Segment Start: Excerpted passage
Figure 2Valuable features with highly ranked information gain. Values are reported as mean ± standard deviation and presented in descending order within each type of feature. Higher value indicates higher information gain. See Table 2 for a description of the features.
Figure 3Performance of different classifiers. (A) Receiver operating characteristic (ROC) curves for five commonly-used classifier methods. Inputs for the classifiers utilized the full linguistic and cognitive profiles of FX premutation carriers and the comparison group. ROC curves provide a comprehensive visualization to summarize accuracy of prediction methods. The diagram shows a test’s false-positive rate (FPR), or 1 – specificity versus its sensitivity. (B) F1 score measures the test’s accuracy. It considers both precision and recall. As the F1 score approaches 1, the test has better accuracy. Random forest has F1 score equal to 0.81, which indicates the best performance among the tested classifiers.
Figure 4Random forest classifier performance for different sets of input features. (A) Receiver operating characteristic (ROC) curves for classifiers using three different profiles of FX premutation carriers and the comparison group. ROC curves provide a comprehensive visualization to summarize accuracy of prediction methods. The diagram shows a test’s false-positive rate (FPR), or 1 – specificity versus its sensitivity. Cognitive profile has the worst diagnostic utility, and our proposed profile has shown the best performance. (B) F1 score measures the test’s accuracy. It considers both precision and recall. As the F1 score approaches 1, the test has better accuracy. The proposed profile has F1 score equal to 0.81, which indicates the best performance among the tested profiles.
Segment End: Excerpted passage
Segment Start: Material provided
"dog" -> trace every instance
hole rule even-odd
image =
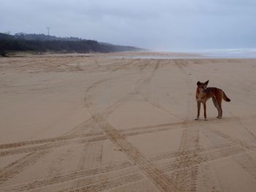
[[[217,118],[222,118],[222,99],[227,102],[230,102],[231,101],[222,90],[217,88],[207,88],[208,82],[209,82],[209,80],[205,82],[200,82],[200,81],[197,81],[197,88],[195,93],[195,99],[197,103],[197,116],[195,118],[195,120],[199,119],[200,106],[201,106],[201,103],[203,103],[203,110],[204,110],[204,118],[206,120],[207,120],[206,101],[209,99],[211,98],[212,99],[212,101],[214,101],[214,104],[215,107],[218,110]]]

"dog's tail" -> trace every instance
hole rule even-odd
[[[223,99],[227,102],[230,102],[231,100],[230,99],[229,99],[227,95],[224,93],[224,91],[222,91],[223,93]]]

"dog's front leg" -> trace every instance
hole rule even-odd
[[[206,118],[206,103],[203,102],[203,115],[205,118],[205,120],[207,120],[207,118]]]

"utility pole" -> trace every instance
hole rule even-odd
[[[49,33],[50,27],[47,27],[47,30],[48,30],[48,37],[49,37],[49,34],[50,34],[50,33]]]

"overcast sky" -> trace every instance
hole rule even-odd
[[[0,32],[154,50],[256,47],[256,0],[0,0]]]

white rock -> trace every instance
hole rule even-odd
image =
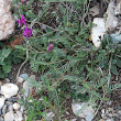
[[[16,113],[14,114],[14,121],[23,121],[21,111],[16,111]]]
[[[3,105],[4,105],[4,100],[6,100],[4,97],[1,97],[1,98],[0,98],[0,109],[2,109],[2,107],[3,107]]]
[[[18,77],[18,82],[22,84],[23,82],[23,78],[22,77]]]
[[[9,0],[0,0],[0,40],[8,38],[14,32],[15,20],[11,14]]]
[[[12,110],[4,114],[4,121],[14,121],[14,113]]]
[[[19,109],[20,109],[20,105],[19,105],[19,103],[16,103],[16,102],[15,102],[15,103],[13,103],[13,109],[14,109],[14,110],[19,110]]]
[[[86,121],[92,121],[94,114],[95,114],[95,109],[92,109],[92,106],[88,106],[89,103],[86,102],[73,102],[72,103],[72,109],[73,112],[80,117],[80,118],[86,118]]]
[[[102,40],[106,33],[105,19],[95,18],[92,23],[96,25],[94,25],[91,30],[91,40],[95,46],[98,48],[101,44],[100,37]]]
[[[18,94],[18,86],[14,84],[4,84],[1,86],[1,91],[6,98],[11,98]]]

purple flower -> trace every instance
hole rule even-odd
[[[21,0],[21,3],[23,4],[23,3],[26,3],[26,0]]]
[[[25,26],[25,29],[23,30],[23,35],[24,35],[25,37],[32,36],[32,35],[33,35],[33,34],[32,34],[32,29],[29,30],[29,28]]]
[[[22,14],[21,19],[19,19],[19,21],[16,21],[16,22],[19,23],[19,26],[21,26],[21,25],[25,25],[25,21],[26,21],[26,19]]]
[[[52,51],[52,50],[54,50],[54,44],[53,43],[48,44],[48,51]]]

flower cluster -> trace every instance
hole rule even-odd
[[[25,29],[23,30],[23,35],[24,35],[25,37],[32,36],[32,35],[33,35],[33,34],[32,34],[32,29],[29,30],[29,28],[25,26]]]
[[[26,3],[26,0],[21,0],[21,3],[22,3],[22,4]]]
[[[22,0],[21,0],[21,1],[22,1]],[[18,22],[18,24],[19,24],[19,28],[22,26],[22,25],[26,25],[26,24],[25,24],[26,19],[23,16],[23,14],[21,15],[21,19],[19,19],[19,21],[16,21],[16,22]],[[32,29],[29,30],[29,28],[25,26],[24,30],[23,30],[23,35],[24,35],[25,37],[32,36],[32,35],[33,35],[33,34],[32,34]]]
[[[48,51],[53,51],[53,50],[54,50],[54,44],[53,43],[48,44]]]
[[[19,19],[19,21],[16,21],[19,24],[19,28],[22,25],[25,25],[26,19],[23,16],[23,14],[21,15],[21,19]]]

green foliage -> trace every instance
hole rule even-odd
[[[33,72],[42,73],[40,81],[32,85],[41,88],[38,95],[47,98],[58,121],[65,99],[73,97],[76,101],[95,103],[107,100],[108,94],[121,87],[110,85],[111,76],[119,75],[118,68],[121,68],[121,46],[114,45],[108,35],[99,48],[89,42],[92,23],[86,23],[88,10],[85,8],[89,1],[43,0],[40,10],[31,0],[29,4],[20,4],[16,11],[19,16],[28,18],[34,32],[16,48],[23,54],[28,52]],[[53,51],[48,51],[50,43],[54,44]],[[31,120],[36,119],[34,112],[38,102],[33,103],[29,109]]]
[[[23,55],[18,50],[12,50],[0,42],[0,78],[4,78],[11,72],[12,63],[18,64],[22,62]]]

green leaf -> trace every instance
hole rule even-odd
[[[0,63],[2,63],[9,56],[11,51],[12,51],[11,48],[2,48],[2,54],[1,54],[1,57],[0,57]]]

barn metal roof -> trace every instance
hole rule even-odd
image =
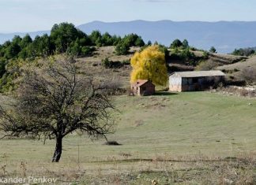
[[[206,76],[224,76],[225,73],[221,71],[192,71],[192,72],[175,72],[170,75],[170,76],[179,77],[206,77]]]
[[[142,85],[144,85],[145,83],[146,83],[147,82],[149,82],[149,80],[137,80],[134,84],[133,86],[135,87],[141,87]]]

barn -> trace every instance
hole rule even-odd
[[[209,89],[220,82],[224,76],[221,71],[175,72],[169,76],[169,91],[181,92]]]
[[[131,91],[134,94],[141,96],[152,95],[155,93],[155,85],[145,80],[137,80],[131,84]]]

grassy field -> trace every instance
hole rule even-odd
[[[108,139],[122,145],[70,135],[52,164],[54,141],[2,139],[0,176],[46,176],[63,184],[255,183],[255,99],[159,92],[114,101],[120,113]]]

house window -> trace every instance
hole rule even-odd
[[[193,82],[193,83],[198,83],[198,78],[193,78],[192,82]]]

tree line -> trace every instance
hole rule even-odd
[[[0,45],[0,89],[13,87],[13,70],[24,61],[32,61],[36,57],[67,54],[74,57],[92,55],[96,47],[115,46],[116,54],[126,54],[131,46],[143,46],[145,43],[136,34],[124,37],[111,35],[93,31],[90,35],[77,29],[73,24],[55,24],[48,35],[36,36],[34,39],[27,34],[21,38],[15,35],[11,41]],[[8,70],[10,68],[10,70]],[[9,71],[12,71],[11,72]]]

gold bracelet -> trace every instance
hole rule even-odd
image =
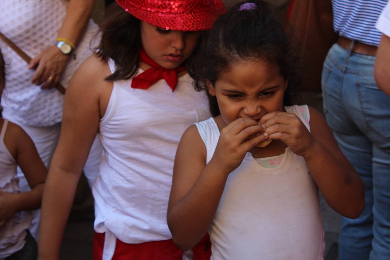
[[[72,48],[73,48],[73,50],[76,50],[76,47],[74,47],[74,44],[72,43],[72,42],[71,42],[65,38],[57,38],[55,39],[55,40],[58,42],[65,42],[70,45]]]

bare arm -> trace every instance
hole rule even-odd
[[[214,156],[207,165],[206,147],[196,126],[184,133],[175,159],[167,217],[174,242],[179,248],[190,249],[204,235],[229,174],[239,165],[247,152],[267,136],[243,142],[263,131],[254,120],[234,121],[221,131]]]
[[[102,79],[108,67],[98,58],[88,58],[65,95],[60,138],[43,191],[39,259],[58,259],[77,182],[98,131],[102,93],[112,89],[112,83]]]
[[[390,96],[390,37],[386,34],[378,46],[374,73],[378,87]]]
[[[310,127],[317,141],[305,161],[325,200],[342,216],[356,218],[364,208],[364,184],[339,147],[322,115],[309,108]]]
[[[0,226],[18,212],[41,207],[47,173],[30,136],[18,126],[11,122],[8,126],[4,138],[5,144],[14,156],[31,190],[19,193],[0,192]],[[11,147],[15,149],[10,149]]]
[[[65,38],[76,48],[88,23],[95,0],[69,0],[65,15],[57,35]],[[55,39],[53,39],[54,42]],[[63,54],[55,45],[49,47],[32,60],[29,69],[37,65],[31,82],[42,88],[51,88],[60,81],[71,55]],[[51,80],[47,80],[49,77]]]
[[[356,218],[364,207],[364,185],[339,148],[325,119],[309,108],[309,133],[294,114],[281,111],[265,115],[260,121],[269,138],[280,140],[305,159],[326,202],[341,215]]]

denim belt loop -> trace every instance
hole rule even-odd
[[[344,73],[345,73],[346,71],[347,70],[347,67],[348,67],[348,64],[349,63],[349,57],[351,57],[351,53],[352,52],[352,48],[353,48],[353,45],[355,43],[355,40],[353,40],[351,42],[351,44],[349,44],[349,48],[348,50],[348,53],[347,53],[347,56],[345,57],[345,66],[343,69]]]

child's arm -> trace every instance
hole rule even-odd
[[[47,173],[32,140],[20,126],[9,122],[4,143],[16,158],[31,190],[20,193],[0,191],[0,226],[20,211],[41,207]]]
[[[240,119],[223,129],[214,156],[206,164],[206,149],[195,126],[186,130],[179,145],[174,167],[167,221],[174,242],[191,248],[204,235],[214,218],[229,174],[246,153],[266,139],[257,122]]]
[[[112,90],[112,83],[103,79],[110,74],[106,64],[90,57],[67,90],[59,140],[43,191],[39,259],[58,259],[77,183],[99,129],[101,102],[108,103],[101,97]]]
[[[342,216],[359,217],[364,208],[363,180],[337,145],[325,119],[309,108],[311,133],[294,114],[272,112],[262,118],[271,139],[280,139],[303,156],[328,203]]]

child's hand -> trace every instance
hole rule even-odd
[[[16,213],[12,203],[14,195],[0,191],[0,226]]]
[[[285,143],[296,154],[304,157],[316,139],[295,114],[275,111],[263,116],[260,124],[266,128],[270,139]]]
[[[248,140],[251,135],[265,129],[252,119],[239,118],[221,131],[221,134],[210,163],[216,163],[230,173],[241,164],[246,153],[259,143],[267,139],[266,133]]]

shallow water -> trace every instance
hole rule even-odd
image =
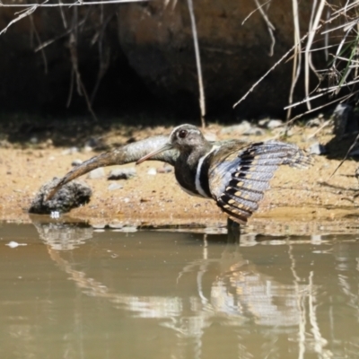
[[[359,357],[359,235],[0,238],[0,358]]]

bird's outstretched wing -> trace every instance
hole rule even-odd
[[[294,144],[258,142],[238,151],[214,153],[209,188],[217,205],[235,222],[246,223],[258,208],[276,170],[282,164],[307,168],[311,158]]]

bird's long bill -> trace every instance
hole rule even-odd
[[[163,151],[171,150],[171,149],[172,149],[172,148],[173,148],[173,145],[172,145],[172,144],[166,144],[162,145],[162,147],[160,147],[158,150],[154,150],[154,151],[151,152],[150,153],[146,154],[145,156],[140,158],[140,159],[136,162],[136,164],[140,164],[140,163],[142,163],[143,162],[148,160],[149,158],[153,157],[153,156],[155,156],[156,154],[162,153]]]

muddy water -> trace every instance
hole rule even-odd
[[[356,358],[359,235],[0,226],[1,358]]]

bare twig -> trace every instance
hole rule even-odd
[[[77,1],[75,3],[58,3],[58,4],[4,4],[0,3],[0,7],[72,7],[72,6],[83,6],[83,5],[99,5],[105,4],[120,4],[120,3],[141,3],[144,1],[151,0],[104,0],[104,1]]]
[[[32,18],[32,14],[31,13],[29,15],[29,19],[30,19],[30,23],[31,24],[31,28],[33,29],[33,31],[35,33],[35,37],[36,39],[38,40],[38,42],[39,43],[39,46],[41,47],[41,39],[39,39],[39,35],[38,31],[36,30],[35,24],[33,22],[33,18]],[[41,48],[41,56],[42,56],[42,59],[44,60],[44,70],[45,70],[45,74],[48,74],[48,59],[46,57],[46,54],[45,51],[43,50],[43,48]]]
[[[48,1],[48,0],[47,0]],[[44,5],[44,4],[42,4],[42,6]],[[4,4],[0,4],[0,7],[2,7],[2,6],[4,6]],[[29,5],[26,5],[26,7],[27,6],[29,6]],[[23,10],[22,10],[21,12],[19,12],[19,13],[15,13],[15,14],[18,14],[18,17],[16,17],[15,19],[13,19],[13,20],[12,20],[7,25],[6,25],[6,27],[4,28],[4,29],[3,29],[1,31],[0,31],[0,35],[3,35],[3,33],[5,33],[6,31],[7,31],[7,30],[9,29],[9,27],[11,26],[11,25],[13,25],[13,23],[15,23],[15,22],[19,22],[20,20],[22,20],[22,19],[23,19],[24,17],[26,17],[26,16],[29,16],[29,15],[31,15],[38,7],[39,7],[40,6],[40,4],[33,4],[33,5],[31,5],[31,7],[28,7],[27,9],[23,9]],[[22,5],[22,7],[23,7],[23,5]]]
[[[266,1],[266,3],[262,4],[259,7],[263,7],[265,6],[267,4],[270,3],[272,0],[267,0]],[[245,18],[244,20],[241,22],[241,25],[244,25],[244,22],[247,22],[248,19],[250,19],[250,17],[256,12],[258,12],[259,10],[259,7],[258,6],[256,9],[254,9],[252,12],[250,12]]]
[[[308,36],[308,34],[306,34],[306,35],[304,35],[302,38],[302,41],[303,40],[303,39],[305,39],[306,38],[307,38],[307,36]],[[238,106],[242,101],[244,101],[247,97],[248,97],[248,95],[279,65],[279,64],[281,64],[282,63],[282,61],[285,59],[285,58],[286,58],[290,54],[291,54],[291,52],[295,48],[295,45],[294,46],[293,46],[287,52],[285,52],[285,55],[283,55],[283,57],[281,57],[281,58],[279,58],[279,60],[278,61],[276,61],[276,64],[275,65],[273,65],[273,66],[272,67],[270,67],[269,68],[269,70],[268,71],[267,71],[266,72],[266,74],[263,74],[263,76],[262,77],[260,77],[255,83],[253,83],[252,84],[252,86],[250,87],[250,89],[236,102],[236,103],[234,103],[234,105],[233,105],[233,109],[236,107],[236,106]]]
[[[206,127],[206,120],[205,120],[206,99],[205,99],[205,90],[203,87],[202,66],[201,66],[201,58],[200,58],[200,55],[199,55],[198,37],[197,37],[197,33],[195,13],[193,11],[192,0],[187,0],[187,3],[188,5],[189,16],[190,16],[190,20],[191,20],[193,42],[195,45],[196,65],[197,65],[197,76],[198,76],[199,108],[201,110],[201,123],[202,123],[202,127]]]
[[[297,83],[302,67],[301,29],[299,26],[299,13],[298,13],[299,9],[298,9],[297,0],[292,0],[292,7],[293,7],[293,19],[294,25],[294,55],[293,61],[292,83],[291,83],[291,89],[289,91],[289,100],[288,100],[289,104],[293,102],[293,95],[294,93],[295,84]],[[290,108],[288,109],[286,113],[287,119],[291,117],[291,113],[292,113],[292,109]]]
[[[272,43],[270,45],[270,49],[269,49],[269,56],[272,57],[274,54],[274,51],[275,51],[275,45],[276,45],[276,38],[274,35],[274,31],[275,31],[276,28],[273,25],[273,23],[269,21],[267,13],[263,10],[263,6],[259,4],[259,0],[254,0],[254,2],[256,3],[257,8],[259,11],[260,14],[262,15],[262,17],[267,24],[270,39],[272,39]],[[267,1],[266,4],[270,4],[270,2],[271,2],[271,0]]]

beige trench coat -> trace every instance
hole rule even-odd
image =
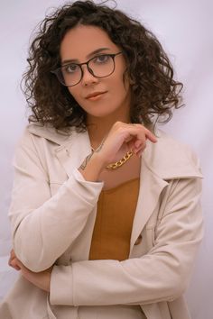
[[[79,309],[82,319],[102,319],[115,305],[140,305],[148,319],[190,318],[181,296],[203,232],[201,173],[188,147],[157,135],[142,157],[129,259],[88,260],[103,182],[78,170],[90,152],[88,132],[27,127],[14,160],[14,247],[32,271],[55,266],[50,294],[20,276],[0,318],[77,319]]]

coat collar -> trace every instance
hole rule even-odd
[[[28,131],[56,144],[55,154],[68,176],[90,153],[91,146],[87,132],[78,133],[70,130],[59,133],[53,128],[30,124]],[[170,179],[201,178],[196,157],[186,146],[162,131],[158,141],[147,142],[142,156],[140,190],[134,219],[130,251],[156,207],[159,196]]]
[[[87,132],[78,133],[74,129],[70,129],[68,132],[64,132],[37,123],[29,124],[27,129],[31,133],[58,144],[56,152],[67,149],[67,151],[74,153],[73,158],[78,157],[78,153],[82,153],[79,159],[84,159],[85,155],[90,152],[90,141]],[[157,143],[148,141],[143,154],[143,160],[150,173],[164,180],[202,178],[199,161],[188,146],[161,130],[157,131],[156,135]],[[78,150],[77,152],[72,150],[74,146]]]

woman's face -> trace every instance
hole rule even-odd
[[[69,31],[60,45],[61,64],[83,63],[91,58],[103,54],[115,54],[121,50],[112,42],[107,33],[96,26],[79,25]],[[105,57],[99,57],[91,63],[91,68],[103,63]],[[129,114],[130,87],[127,79],[124,83],[126,64],[123,54],[115,57],[115,70],[106,77],[96,77],[89,73],[87,65],[82,66],[83,77],[69,91],[86,111],[88,116],[105,117],[115,115],[124,118]],[[97,68],[99,68],[97,66]],[[103,68],[103,65],[101,66]],[[69,70],[75,70],[75,66]],[[128,116],[128,115],[127,115]]]

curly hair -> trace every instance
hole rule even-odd
[[[168,122],[181,106],[182,84],[173,79],[172,66],[153,33],[123,12],[93,1],[75,1],[58,8],[40,24],[32,41],[23,91],[32,110],[29,122],[67,130],[86,130],[86,112],[51,70],[60,67],[60,46],[66,32],[78,24],[104,30],[121,48],[126,60],[132,123],[150,126]],[[157,120],[156,120],[157,118]]]

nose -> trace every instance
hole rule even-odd
[[[81,78],[82,86],[88,87],[91,84],[95,84],[95,83],[98,82],[98,78],[94,77],[92,72],[89,71],[88,66],[84,65],[81,68],[82,68],[82,72],[83,72],[83,76]]]

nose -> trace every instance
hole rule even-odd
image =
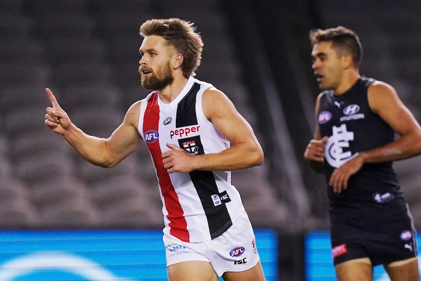
[[[319,65],[317,61],[315,61],[312,65],[312,68],[315,70],[316,68],[318,68],[318,67]]]

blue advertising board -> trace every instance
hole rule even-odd
[[[267,280],[276,281],[276,234],[255,233]],[[0,280],[166,281],[162,236],[160,230],[1,231]]]
[[[419,237],[417,238],[420,245]],[[328,231],[309,233],[304,242],[306,281],[336,281]],[[420,247],[418,247],[419,252]],[[374,267],[374,281],[390,281],[381,265]]]

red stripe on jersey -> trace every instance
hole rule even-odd
[[[158,132],[159,107],[158,105],[157,92],[155,92],[148,100],[143,119],[144,133],[151,130]],[[144,138],[146,139],[145,136]],[[157,140],[156,141],[147,142],[146,144],[156,169],[161,192],[164,196],[165,206],[168,211],[167,217],[169,220],[169,233],[182,241],[189,242],[190,235],[187,230],[187,222],[184,216],[184,212],[178,200],[178,196],[171,182],[169,174],[167,169],[164,168],[161,156],[162,151],[159,146],[159,142]]]

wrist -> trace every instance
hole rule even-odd
[[[368,155],[367,155],[367,152],[360,152],[358,153],[358,157],[362,159],[363,163],[365,163],[367,161],[367,158],[368,158]]]

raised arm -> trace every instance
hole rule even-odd
[[[90,163],[111,167],[134,151],[142,143],[137,131],[139,105],[134,104],[126,113],[120,126],[107,139],[89,135],[70,121],[48,88],[45,89],[52,108],[46,109],[45,124],[53,132],[62,135],[82,157]]]
[[[205,116],[231,147],[218,153],[191,156],[169,145],[173,150],[163,154],[168,173],[230,171],[261,165],[263,150],[251,126],[224,93],[214,87],[208,89],[203,93],[202,107]]]

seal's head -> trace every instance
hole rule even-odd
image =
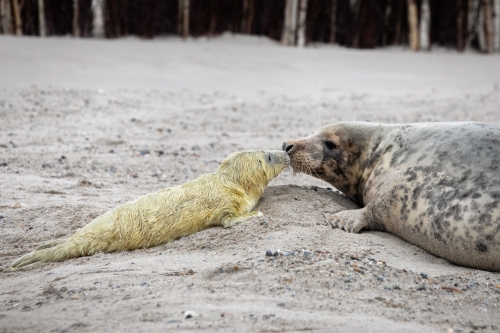
[[[286,152],[279,150],[246,150],[229,155],[217,171],[238,182],[245,189],[262,190],[290,164]]]
[[[322,179],[360,201],[360,157],[366,152],[376,126],[362,122],[334,123],[308,137],[286,141],[282,148],[290,156],[294,172]]]

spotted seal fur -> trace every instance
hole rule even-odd
[[[500,128],[334,123],[287,141],[291,166],[362,209],[331,223],[388,231],[455,264],[500,271]]]
[[[10,267],[152,247],[211,226],[228,228],[262,216],[252,210],[288,163],[282,151],[233,153],[217,172],[115,207],[68,239],[47,242]]]

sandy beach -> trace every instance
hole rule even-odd
[[[116,205],[335,121],[500,125],[500,56],[285,48],[223,35],[0,36],[0,332],[497,332],[500,274],[327,219],[283,172],[264,216],[150,249],[11,271]],[[17,207],[17,208],[14,208]],[[266,256],[266,251],[277,256]]]

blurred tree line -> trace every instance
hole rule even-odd
[[[0,0],[0,32],[268,36],[285,45],[500,49],[500,0]]]

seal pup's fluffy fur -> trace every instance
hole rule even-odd
[[[233,153],[215,173],[115,207],[71,237],[39,246],[14,261],[11,268],[96,252],[148,248],[211,226],[228,228],[262,216],[252,210],[267,184],[288,164],[288,155],[281,151]]]

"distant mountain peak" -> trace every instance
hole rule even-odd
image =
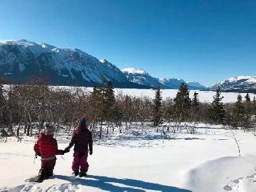
[[[208,89],[216,89],[218,86],[223,89],[255,89],[256,88],[256,76],[245,76],[239,75],[230,77],[220,83],[217,83]]]
[[[145,74],[145,71],[135,68],[125,68],[122,70],[122,72],[132,74]]]

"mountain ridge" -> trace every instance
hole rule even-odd
[[[244,81],[234,77],[232,80],[231,77],[205,87],[196,81],[154,77],[135,68],[120,70],[106,59],[98,59],[78,48],[59,48],[25,39],[0,40],[0,75],[9,82],[10,79],[25,82],[29,76],[39,74],[51,79],[50,83],[53,85],[93,87],[100,83],[104,77],[111,80],[117,88],[152,89],[160,85],[162,89],[178,89],[180,83],[184,83],[190,89],[214,89],[218,85],[224,89],[256,89],[255,77],[246,80],[246,76],[240,78]]]

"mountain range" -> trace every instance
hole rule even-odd
[[[78,49],[59,48],[24,39],[0,41],[0,75],[9,84],[25,83],[31,75],[39,75],[52,85],[93,87],[104,77],[116,88],[152,89],[160,85],[162,89],[176,89],[184,83],[190,89],[197,90],[218,85],[222,89],[256,89],[255,77],[233,77],[206,88],[195,81],[153,77],[135,68],[120,70],[107,60],[99,60]]]

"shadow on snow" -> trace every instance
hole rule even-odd
[[[70,177],[67,176],[55,175],[53,178],[71,182],[74,185],[84,185],[89,187],[98,188],[108,191],[146,191],[147,190],[173,191],[173,192],[191,192],[188,189],[180,189],[176,187],[164,185],[132,179],[119,179],[102,176],[87,175],[86,178],[94,180],[76,178],[70,180]],[[122,184],[126,186],[117,186],[109,183]],[[136,189],[141,188],[141,189]]]

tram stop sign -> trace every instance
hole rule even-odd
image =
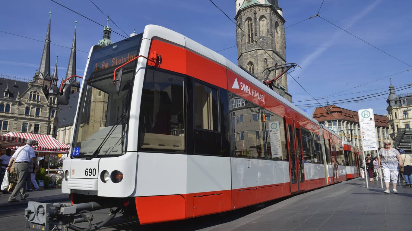
[[[377,142],[373,110],[372,109],[361,109],[358,111],[358,116],[359,119],[363,150],[377,150]]]

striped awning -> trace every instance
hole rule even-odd
[[[35,140],[37,143],[33,146],[36,152],[68,152],[70,146],[65,144],[50,135],[42,135],[33,133],[7,132],[0,136],[0,146],[2,148],[10,148],[17,149],[26,144],[28,139]]]

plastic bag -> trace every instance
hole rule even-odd
[[[9,188],[9,172],[6,171],[6,174],[3,178],[3,182],[1,184],[1,187],[0,188],[2,190],[7,190]]]

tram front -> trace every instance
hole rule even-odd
Segment End: Material provided
What you will do.
1 - According to the classifier captions, which classifier had the best F1 score, and what was that score?
2 - Please extend the classifier captions beyond their final sentence.
You won't need the lines for anything here.

Written responses.
1 - Random forest had the best F1 score, at 0.81.

2 -
Figure 5Random forest classifier performance for different segments of each interview. (A) ROC curves for classifiers using 5 different data profiles of FX premutation carriers and comparison group. These profiles created from a different segment of each interview, but with the same length. The first and last segments of the language samples provided the most amount of information for the classifier. The information provided in segment 3 resulted in the worst performance. (B) F1 score measures the test’s accuracy considering both precision and recall. The profile constructed from the last segment has a F1 score equal to 0.74, which indicates the best performance among the tested profiles from a particular segment of an interview.